**EXERCISE A**. In the Open Data passage, how many corporate filings has OpenOil collected?

**PROVIDED PASSAGE**.
<<<<

Businesses and organizations may be increasingly using Open Data sources to support decisions, but they are reluctant to publish their proprietary data except for statutory filings. If you want to have some basic company info, browsing the websites of the US Securities and Exchange Commission (SEC) or UK’s Financial Conduct Authority (FCA), to name just these two, is a dull and often unproductive task. OpenCorporates, a company based at the Open Data Institute (ODI), contains basic data on almost 100,000,000 companies around the world. OpenCorporates has also designed visuals using several sources: filings to the SEC, banking data held by the National Information Center of the Federal Reserve System in the US, and information about individual shareholders published by the official New Zealand corporate registry. The visualizations show all (the thousands of) subsidiaries in all countries of BP, Bank of America, Citigroup, Goldman Sachs, Morgan Stanley, JP Morgan and Wells Fargo.
Another organization, Berlin-based OpenOil, has collected more than 1 million corporate filings related to the oil, gas and mining industries. It has indexed the full text of contracts, company disclosures, news articles and government reports, which allows users to simultaneously check documents from different sources.
The number of open datasets is only set to grow, and so is the need for organizations to have tools to rapidly analyze data in order to have the upper hand in a fierce competition environment. Linked Open Data and semantic technology help organizations boost data analytics by building ranking reports, viewing topics linked implicitly, drawing trend lines, and extending analytics with additional data sources.
Apart from generating economic and social value, Open Data creates new business models and opportunities. More and more organizations are and will be embracing smart analytics to create additional value for their stakeholders, users and customers.

>>>>

**RECORDED INFORMATION**.
<<<<

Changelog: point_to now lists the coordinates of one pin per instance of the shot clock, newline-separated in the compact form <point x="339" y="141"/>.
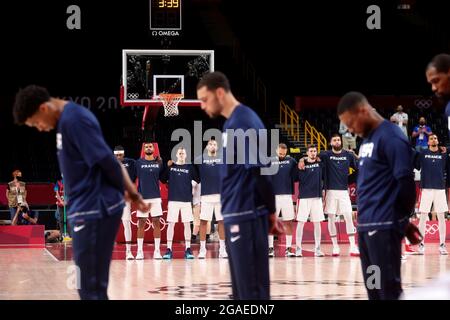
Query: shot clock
<point x="165" y="14"/>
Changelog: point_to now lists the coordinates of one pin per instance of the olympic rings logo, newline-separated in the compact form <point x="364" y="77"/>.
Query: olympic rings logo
<point x="148" y="222"/>
<point x="423" y="103"/>
<point x="431" y="228"/>
<point x="133" y="96"/>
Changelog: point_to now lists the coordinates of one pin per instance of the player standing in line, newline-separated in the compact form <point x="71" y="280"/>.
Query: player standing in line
<point x="386" y="194"/>
<point x="309" y="203"/>
<point x="196" y="189"/>
<point x="149" y="171"/>
<point x="130" y="166"/>
<point x="248" y="201"/>
<point x="433" y="165"/>
<point x="94" y="180"/>
<point x="209" y="172"/>
<point x="283" y="187"/>
<point x="337" y="163"/>
<point x="180" y="176"/>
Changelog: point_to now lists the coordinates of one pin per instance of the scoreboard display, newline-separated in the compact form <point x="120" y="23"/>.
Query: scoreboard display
<point x="165" y="14"/>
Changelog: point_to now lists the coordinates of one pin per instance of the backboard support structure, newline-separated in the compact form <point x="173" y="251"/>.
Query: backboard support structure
<point x="148" y="73"/>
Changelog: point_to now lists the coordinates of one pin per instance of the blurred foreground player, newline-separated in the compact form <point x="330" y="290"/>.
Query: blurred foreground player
<point x="386" y="194"/>
<point x="248" y="201"/>
<point x="94" y="181"/>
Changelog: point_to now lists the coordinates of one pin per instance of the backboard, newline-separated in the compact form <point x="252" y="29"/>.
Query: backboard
<point x="148" y="73"/>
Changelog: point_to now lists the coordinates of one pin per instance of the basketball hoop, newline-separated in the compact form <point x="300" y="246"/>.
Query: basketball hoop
<point x="170" y="102"/>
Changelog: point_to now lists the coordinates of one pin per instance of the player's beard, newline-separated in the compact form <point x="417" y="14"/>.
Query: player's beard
<point x="335" y="148"/>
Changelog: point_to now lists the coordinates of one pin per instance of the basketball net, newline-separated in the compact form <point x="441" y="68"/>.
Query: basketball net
<point x="170" y="102"/>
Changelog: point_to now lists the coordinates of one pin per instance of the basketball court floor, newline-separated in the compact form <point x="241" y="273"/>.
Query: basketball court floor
<point x="48" y="274"/>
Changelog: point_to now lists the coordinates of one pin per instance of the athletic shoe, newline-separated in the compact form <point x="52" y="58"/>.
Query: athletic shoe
<point x="129" y="256"/>
<point x="409" y="249"/>
<point x="289" y="253"/>
<point x="223" y="253"/>
<point x="442" y="249"/>
<point x="318" y="253"/>
<point x="140" y="255"/>
<point x="157" y="255"/>
<point x="167" y="255"/>
<point x="188" y="254"/>
<point x="354" y="252"/>
<point x="336" y="251"/>
<point x="202" y="254"/>
<point x="421" y="249"/>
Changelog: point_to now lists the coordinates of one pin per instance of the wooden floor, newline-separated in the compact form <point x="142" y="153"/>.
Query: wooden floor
<point x="47" y="274"/>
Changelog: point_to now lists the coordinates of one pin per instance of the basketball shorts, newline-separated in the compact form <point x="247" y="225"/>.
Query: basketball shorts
<point x="310" y="207"/>
<point x="174" y="209"/>
<point x="435" y="197"/>
<point x="126" y="215"/>
<point x="211" y="204"/>
<point x="155" y="209"/>
<point x="337" y="202"/>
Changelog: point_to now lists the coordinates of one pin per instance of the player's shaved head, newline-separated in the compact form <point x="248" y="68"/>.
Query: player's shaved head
<point x="28" y="101"/>
<point x="357" y="114"/>
<point x="213" y="81"/>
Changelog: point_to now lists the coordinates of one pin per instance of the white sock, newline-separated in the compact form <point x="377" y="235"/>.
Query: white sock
<point x="422" y="224"/>
<point x="187" y="234"/>
<point x="299" y="234"/>
<point x="442" y="228"/>
<point x="127" y="230"/>
<point x="332" y="229"/>
<point x="170" y="231"/>
<point x="270" y="241"/>
<point x="140" y="244"/>
<point x="221" y="244"/>
<point x="317" y="234"/>
<point x="127" y="233"/>
<point x="350" y="228"/>
<point x="157" y="243"/>
<point x="288" y="241"/>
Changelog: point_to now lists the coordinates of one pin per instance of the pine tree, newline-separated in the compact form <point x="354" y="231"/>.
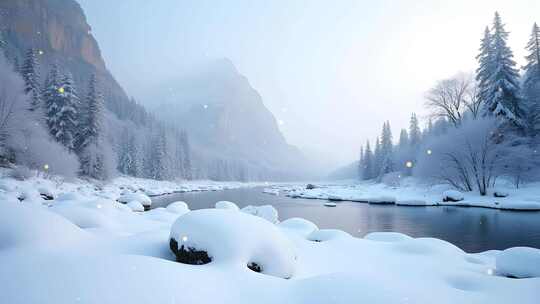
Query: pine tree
<point x="403" y="139"/>
<point x="30" y="75"/>
<point x="361" y="163"/>
<point x="65" y="129"/>
<point x="52" y="99"/>
<point x="186" y="160"/>
<point x="415" y="134"/>
<point x="386" y="150"/>
<point x="531" y="83"/>
<point x="368" y="162"/>
<point x="502" y="95"/>
<point x="485" y="66"/>
<point x="90" y="116"/>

>>>>

**EXERCISE B**. Tally the lines of the rows that contain the string "clock", with case counting, and give only the number.

**SOLUTION A**. More than 1 million

**SOLUTION B**. 2